_Work to be completed_:
From the entries below, copy exactly the lines from the one that contains "In this exercise you will mark each instance of the black" through the one that contains "In this exercise you will mark each instance of the potted", both included, and only those.
Top of Input
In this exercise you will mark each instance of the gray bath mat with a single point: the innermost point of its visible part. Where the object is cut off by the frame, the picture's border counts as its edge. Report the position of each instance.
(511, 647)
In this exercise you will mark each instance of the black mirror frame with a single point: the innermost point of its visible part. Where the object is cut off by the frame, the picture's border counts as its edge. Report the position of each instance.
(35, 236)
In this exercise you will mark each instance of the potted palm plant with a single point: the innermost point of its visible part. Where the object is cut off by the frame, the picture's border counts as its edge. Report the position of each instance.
Bottom of Input
Top of Input
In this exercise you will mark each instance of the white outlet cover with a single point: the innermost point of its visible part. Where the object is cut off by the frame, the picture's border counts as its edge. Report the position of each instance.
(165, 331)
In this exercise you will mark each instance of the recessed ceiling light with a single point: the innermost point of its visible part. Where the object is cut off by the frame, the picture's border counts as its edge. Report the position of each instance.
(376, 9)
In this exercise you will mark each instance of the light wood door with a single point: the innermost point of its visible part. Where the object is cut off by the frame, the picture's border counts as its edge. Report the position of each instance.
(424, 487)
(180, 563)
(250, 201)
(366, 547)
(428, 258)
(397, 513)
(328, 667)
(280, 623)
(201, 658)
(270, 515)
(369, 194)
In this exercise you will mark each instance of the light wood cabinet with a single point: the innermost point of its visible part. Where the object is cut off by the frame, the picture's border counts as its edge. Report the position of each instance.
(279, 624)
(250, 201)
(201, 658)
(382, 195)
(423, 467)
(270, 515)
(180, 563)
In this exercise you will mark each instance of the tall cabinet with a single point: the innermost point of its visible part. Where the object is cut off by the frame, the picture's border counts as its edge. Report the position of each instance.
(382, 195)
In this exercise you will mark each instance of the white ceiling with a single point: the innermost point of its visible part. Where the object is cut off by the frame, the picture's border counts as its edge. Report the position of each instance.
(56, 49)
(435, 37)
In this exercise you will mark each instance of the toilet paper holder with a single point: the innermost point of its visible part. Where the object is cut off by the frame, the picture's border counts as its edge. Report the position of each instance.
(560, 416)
Bottom of Input
_The completed task_:
In this exercise you will mark each instance of the black mirror frame with a single point: the innermost point of its visible part. Where the object is cut off by the frame, the picture's border counts as its edge. Report the position of each instance.
(35, 236)
In this exercise you will mark each instance of the potted palm plant with a single point: the innermost point of its visible part. Where the object is cut off by the frame, the picture's border counts as its edge. Report the position of each instance.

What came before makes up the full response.